**Your assignment:** In the records below, find the line that holds "Query: black bag". Restate it and every later line exactly, stopping at the end and skipping pictures.

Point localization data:
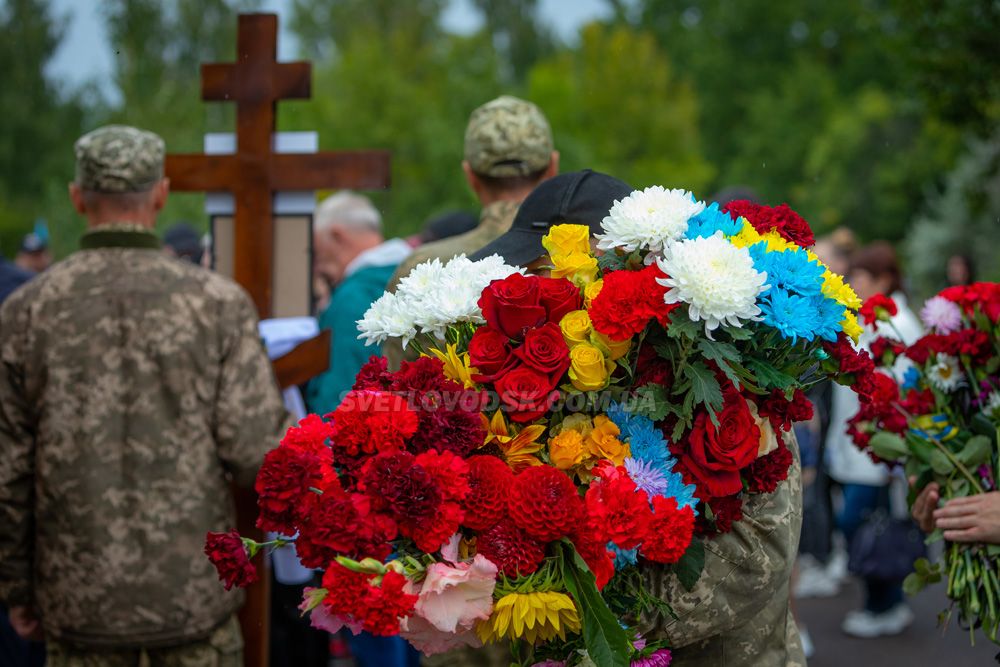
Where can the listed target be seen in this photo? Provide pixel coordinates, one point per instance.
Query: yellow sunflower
(536, 617)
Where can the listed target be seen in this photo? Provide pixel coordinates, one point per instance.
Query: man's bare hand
(924, 506)
(26, 624)
(971, 519)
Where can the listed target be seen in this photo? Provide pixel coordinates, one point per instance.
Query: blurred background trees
(880, 115)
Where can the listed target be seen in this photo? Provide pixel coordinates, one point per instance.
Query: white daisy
(946, 374)
(648, 219)
(715, 278)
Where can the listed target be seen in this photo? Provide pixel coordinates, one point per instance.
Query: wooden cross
(253, 174)
(256, 82)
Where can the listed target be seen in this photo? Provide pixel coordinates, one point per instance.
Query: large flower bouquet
(560, 432)
(937, 412)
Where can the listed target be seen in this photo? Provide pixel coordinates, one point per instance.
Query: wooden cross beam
(255, 83)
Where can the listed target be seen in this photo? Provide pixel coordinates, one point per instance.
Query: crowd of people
(134, 387)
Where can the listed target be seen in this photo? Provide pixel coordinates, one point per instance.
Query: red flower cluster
(628, 301)
(378, 608)
(713, 456)
(782, 219)
(522, 349)
(878, 307)
(227, 553)
(984, 296)
(782, 413)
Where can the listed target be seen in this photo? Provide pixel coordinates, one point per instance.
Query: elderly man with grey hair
(350, 253)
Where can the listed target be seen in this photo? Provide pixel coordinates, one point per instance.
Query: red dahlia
(230, 558)
(511, 549)
(669, 533)
(490, 480)
(544, 503)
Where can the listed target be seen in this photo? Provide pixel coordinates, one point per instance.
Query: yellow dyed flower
(535, 617)
(851, 326)
(518, 447)
(589, 370)
(567, 240)
(835, 288)
(456, 366)
(576, 327)
(612, 349)
(603, 441)
(579, 267)
(567, 450)
(591, 291)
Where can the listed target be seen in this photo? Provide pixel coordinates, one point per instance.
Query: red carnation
(514, 552)
(544, 503)
(545, 350)
(669, 533)
(512, 305)
(490, 480)
(769, 470)
(628, 301)
(282, 483)
(229, 556)
(558, 296)
(489, 353)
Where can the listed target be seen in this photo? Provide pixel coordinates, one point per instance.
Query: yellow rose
(576, 327)
(566, 450)
(603, 441)
(613, 349)
(579, 267)
(588, 369)
(591, 291)
(567, 239)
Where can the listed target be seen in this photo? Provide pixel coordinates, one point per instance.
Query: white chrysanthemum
(388, 317)
(946, 374)
(715, 278)
(648, 219)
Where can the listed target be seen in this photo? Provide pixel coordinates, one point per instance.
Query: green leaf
(688, 569)
(940, 463)
(976, 451)
(606, 641)
(722, 354)
(683, 327)
(768, 375)
(652, 401)
(704, 387)
(889, 446)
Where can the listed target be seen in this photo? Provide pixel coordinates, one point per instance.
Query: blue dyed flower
(712, 220)
(790, 270)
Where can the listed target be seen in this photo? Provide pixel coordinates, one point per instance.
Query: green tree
(616, 105)
(39, 122)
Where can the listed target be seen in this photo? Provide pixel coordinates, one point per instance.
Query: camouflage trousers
(223, 648)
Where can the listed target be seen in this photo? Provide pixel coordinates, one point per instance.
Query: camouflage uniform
(133, 386)
(505, 137)
(738, 614)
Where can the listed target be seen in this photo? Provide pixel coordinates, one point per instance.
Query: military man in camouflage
(133, 388)
(508, 151)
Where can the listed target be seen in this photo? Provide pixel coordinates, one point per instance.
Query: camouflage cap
(508, 137)
(118, 159)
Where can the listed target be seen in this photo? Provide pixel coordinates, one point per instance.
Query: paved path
(921, 644)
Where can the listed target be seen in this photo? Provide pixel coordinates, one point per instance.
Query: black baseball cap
(577, 198)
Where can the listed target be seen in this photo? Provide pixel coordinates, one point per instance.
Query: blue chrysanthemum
(712, 220)
(790, 270)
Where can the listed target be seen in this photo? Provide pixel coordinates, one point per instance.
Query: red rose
(558, 296)
(878, 307)
(526, 393)
(489, 352)
(714, 456)
(513, 304)
(545, 350)
(230, 558)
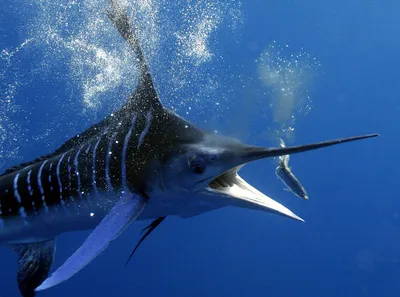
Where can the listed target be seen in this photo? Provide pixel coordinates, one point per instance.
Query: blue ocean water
(306, 71)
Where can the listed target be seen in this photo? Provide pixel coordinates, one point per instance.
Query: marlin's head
(205, 172)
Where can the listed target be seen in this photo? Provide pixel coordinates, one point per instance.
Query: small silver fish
(285, 174)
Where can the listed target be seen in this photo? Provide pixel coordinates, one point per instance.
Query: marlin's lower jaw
(243, 195)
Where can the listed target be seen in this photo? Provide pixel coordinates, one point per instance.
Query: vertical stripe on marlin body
(141, 162)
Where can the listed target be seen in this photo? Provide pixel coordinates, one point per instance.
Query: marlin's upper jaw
(242, 194)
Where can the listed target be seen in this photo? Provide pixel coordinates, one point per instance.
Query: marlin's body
(141, 162)
(286, 175)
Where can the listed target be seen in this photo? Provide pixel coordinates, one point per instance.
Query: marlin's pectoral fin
(118, 219)
(34, 262)
(150, 228)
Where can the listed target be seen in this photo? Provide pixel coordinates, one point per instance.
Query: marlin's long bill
(285, 174)
(142, 162)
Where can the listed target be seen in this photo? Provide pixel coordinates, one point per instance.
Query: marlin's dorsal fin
(34, 262)
(143, 99)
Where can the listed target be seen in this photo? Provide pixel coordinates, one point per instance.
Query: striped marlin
(141, 162)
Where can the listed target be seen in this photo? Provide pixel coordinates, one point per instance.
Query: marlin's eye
(197, 164)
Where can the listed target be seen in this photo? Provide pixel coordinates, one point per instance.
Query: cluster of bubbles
(288, 77)
(9, 86)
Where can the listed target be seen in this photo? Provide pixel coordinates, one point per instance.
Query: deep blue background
(349, 245)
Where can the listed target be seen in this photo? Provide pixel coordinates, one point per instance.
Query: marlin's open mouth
(244, 195)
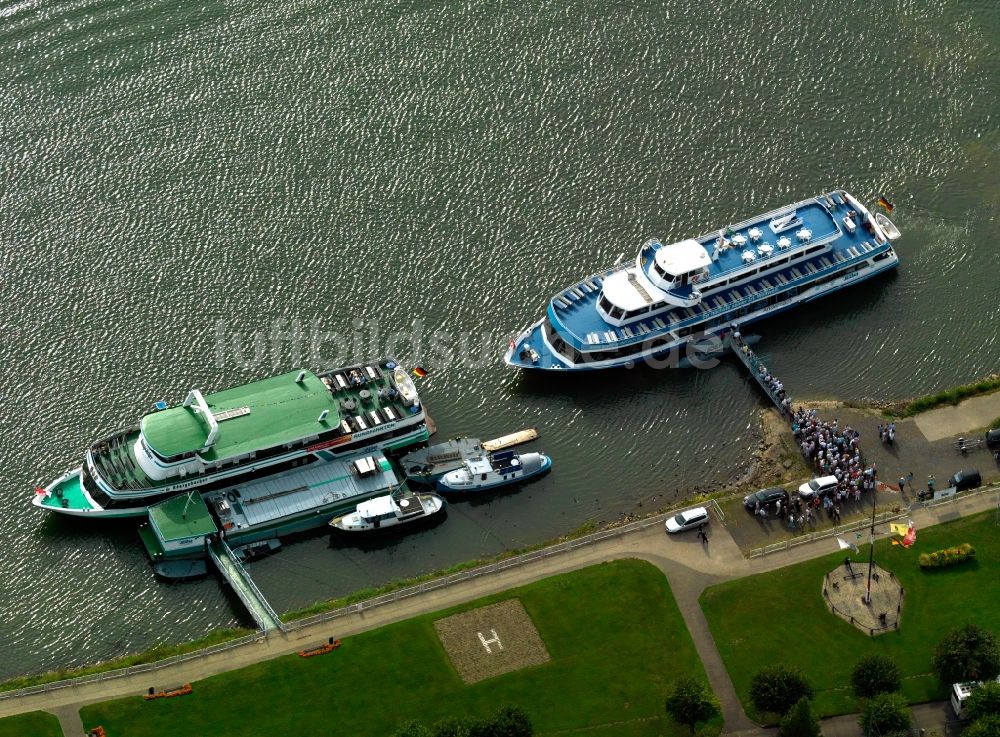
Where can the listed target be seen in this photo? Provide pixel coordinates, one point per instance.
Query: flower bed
(948, 556)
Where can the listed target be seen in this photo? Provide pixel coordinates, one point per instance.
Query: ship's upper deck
(254, 416)
(810, 240)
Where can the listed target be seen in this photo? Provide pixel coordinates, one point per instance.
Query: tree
(690, 702)
(984, 727)
(984, 701)
(412, 729)
(969, 653)
(884, 714)
(875, 674)
(800, 721)
(776, 688)
(509, 721)
(451, 727)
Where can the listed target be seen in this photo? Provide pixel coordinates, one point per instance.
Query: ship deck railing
(586, 286)
(802, 274)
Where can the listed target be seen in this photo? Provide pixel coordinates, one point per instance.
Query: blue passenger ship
(695, 291)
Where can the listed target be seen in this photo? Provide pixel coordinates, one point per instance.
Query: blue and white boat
(694, 292)
(494, 470)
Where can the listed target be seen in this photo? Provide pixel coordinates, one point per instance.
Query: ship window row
(769, 266)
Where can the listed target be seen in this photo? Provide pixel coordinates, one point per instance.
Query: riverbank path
(689, 566)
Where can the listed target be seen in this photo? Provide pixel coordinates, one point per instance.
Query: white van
(960, 694)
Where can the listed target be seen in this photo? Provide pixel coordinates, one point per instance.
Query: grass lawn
(781, 617)
(34, 723)
(613, 631)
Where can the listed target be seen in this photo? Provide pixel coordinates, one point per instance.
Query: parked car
(993, 439)
(765, 497)
(688, 520)
(967, 479)
(818, 487)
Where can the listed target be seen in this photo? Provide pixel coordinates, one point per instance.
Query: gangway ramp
(749, 359)
(239, 580)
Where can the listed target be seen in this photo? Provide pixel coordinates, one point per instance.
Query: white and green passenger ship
(214, 441)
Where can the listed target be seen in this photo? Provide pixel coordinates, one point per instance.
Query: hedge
(948, 556)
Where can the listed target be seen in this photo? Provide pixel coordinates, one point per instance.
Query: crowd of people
(833, 451)
(771, 383)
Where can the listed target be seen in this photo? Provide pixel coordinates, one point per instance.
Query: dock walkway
(239, 580)
(758, 371)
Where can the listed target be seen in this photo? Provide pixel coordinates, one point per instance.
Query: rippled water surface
(177, 177)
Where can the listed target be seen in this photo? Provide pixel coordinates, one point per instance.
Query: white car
(688, 520)
(820, 486)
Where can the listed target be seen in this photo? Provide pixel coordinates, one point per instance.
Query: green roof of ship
(182, 517)
(251, 417)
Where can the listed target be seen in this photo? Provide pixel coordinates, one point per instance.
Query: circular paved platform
(844, 592)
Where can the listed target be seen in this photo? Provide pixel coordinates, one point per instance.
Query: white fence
(865, 523)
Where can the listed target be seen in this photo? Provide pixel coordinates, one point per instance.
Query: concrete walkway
(951, 422)
(689, 565)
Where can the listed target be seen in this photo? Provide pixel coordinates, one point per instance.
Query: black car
(765, 497)
(993, 439)
(967, 479)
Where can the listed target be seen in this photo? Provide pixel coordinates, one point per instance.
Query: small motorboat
(429, 464)
(494, 470)
(390, 511)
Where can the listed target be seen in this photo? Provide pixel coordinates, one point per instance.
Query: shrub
(800, 721)
(452, 727)
(690, 701)
(984, 701)
(984, 727)
(969, 653)
(948, 556)
(412, 729)
(875, 674)
(776, 688)
(509, 721)
(884, 714)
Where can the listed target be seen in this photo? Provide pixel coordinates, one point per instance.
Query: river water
(201, 193)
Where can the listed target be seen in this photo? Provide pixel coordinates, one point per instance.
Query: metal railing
(488, 569)
(454, 578)
(960, 495)
(794, 542)
(882, 518)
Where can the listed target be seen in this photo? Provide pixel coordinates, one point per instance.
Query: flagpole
(871, 552)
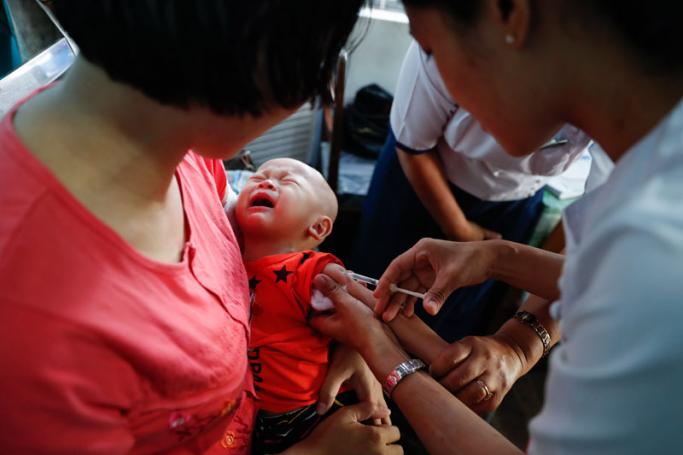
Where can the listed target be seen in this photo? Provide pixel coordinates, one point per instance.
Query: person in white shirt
(523, 67)
(440, 174)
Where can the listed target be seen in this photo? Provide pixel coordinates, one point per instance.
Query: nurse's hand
(440, 266)
(352, 322)
(347, 365)
(480, 371)
(343, 433)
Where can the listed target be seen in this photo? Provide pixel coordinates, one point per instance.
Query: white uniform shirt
(615, 380)
(424, 117)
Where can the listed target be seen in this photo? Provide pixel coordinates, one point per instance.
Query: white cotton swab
(393, 288)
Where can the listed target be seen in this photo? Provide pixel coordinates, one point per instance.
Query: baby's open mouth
(262, 202)
(262, 199)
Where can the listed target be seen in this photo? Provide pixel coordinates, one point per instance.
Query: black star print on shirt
(305, 258)
(282, 274)
(253, 282)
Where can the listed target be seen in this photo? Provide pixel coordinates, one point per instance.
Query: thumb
(364, 411)
(436, 296)
(328, 392)
(491, 235)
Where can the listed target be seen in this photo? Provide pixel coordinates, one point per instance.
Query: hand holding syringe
(393, 288)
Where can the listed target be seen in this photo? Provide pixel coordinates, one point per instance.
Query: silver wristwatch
(402, 370)
(530, 320)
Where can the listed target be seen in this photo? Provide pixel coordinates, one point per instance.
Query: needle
(392, 288)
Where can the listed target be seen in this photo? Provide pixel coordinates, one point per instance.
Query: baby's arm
(415, 336)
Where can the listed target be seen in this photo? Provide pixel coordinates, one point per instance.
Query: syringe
(392, 287)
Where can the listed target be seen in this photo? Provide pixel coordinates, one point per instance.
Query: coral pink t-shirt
(103, 350)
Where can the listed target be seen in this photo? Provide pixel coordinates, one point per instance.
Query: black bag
(366, 121)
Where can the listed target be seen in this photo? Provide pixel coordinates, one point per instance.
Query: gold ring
(486, 389)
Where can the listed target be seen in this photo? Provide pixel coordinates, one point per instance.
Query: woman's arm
(498, 360)
(426, 175)
(442, 267)
(443, 423)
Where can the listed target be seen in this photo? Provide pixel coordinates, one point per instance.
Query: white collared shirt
(615, 379)
(425, 117)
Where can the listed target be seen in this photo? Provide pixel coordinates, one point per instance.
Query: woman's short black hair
(235, 57)
(651, 30)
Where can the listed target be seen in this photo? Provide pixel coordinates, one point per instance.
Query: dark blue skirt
(394, 220)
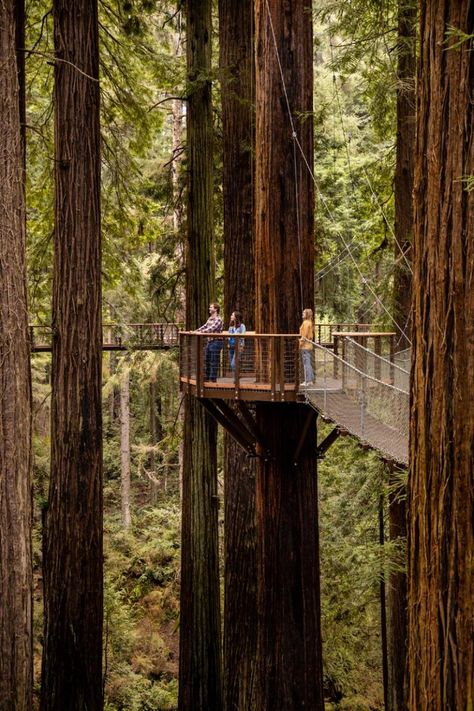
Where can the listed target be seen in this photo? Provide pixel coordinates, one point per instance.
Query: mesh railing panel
(250, 362)
(381, 367)
(371, 409)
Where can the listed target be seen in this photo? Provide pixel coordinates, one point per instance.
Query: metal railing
(263, 366)
(118, 336)
(323, 332)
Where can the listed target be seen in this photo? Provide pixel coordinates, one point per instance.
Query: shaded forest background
(143, 95)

**Your solution:**
Query: black bag
(366, 121)
Where can the listed target be seen in this photo? Provide pixel coordinates, one point per instance.
Query: gold ring
(486, 389)
Where can the listed target be seen in this photo? Provide pixel coordinates, one point per instance.
Query: woman's arm
(498, 360)
(426, 175)
(442, 267)
(443, 423)
Where can the listed target be seen in this photo? Provide pixel coordinates, one point per instance.
Query: white collared shirt
(615, 379)
(425, 117)
Where can the listed target be seen in this photo? Provide pixel coordinates, one point per instance.
Query: woman's short black hair
(235, 57)
(651, 30)
Where can the listed target be seen in this photo? Provide pixel coordinates, one point per instance.
Query: dark blue skirt
(394, 220)
Where can the listed target be seen in this photo? Provide pixel coordinates, one point per instance.
Query: mesh railing panel
(250, 362)
(381, 367)
(371, 409)
Where can the listed target be seen in this photo? Provide pixel coordinates, one point per instance.
Query: metal railing
(263, 366)
(118, 336)
(323, 332)
Where can the listed target be seen in this photo? Provide pixel coordinates, one point per instance.
Query: shaded forest background
(143, 95)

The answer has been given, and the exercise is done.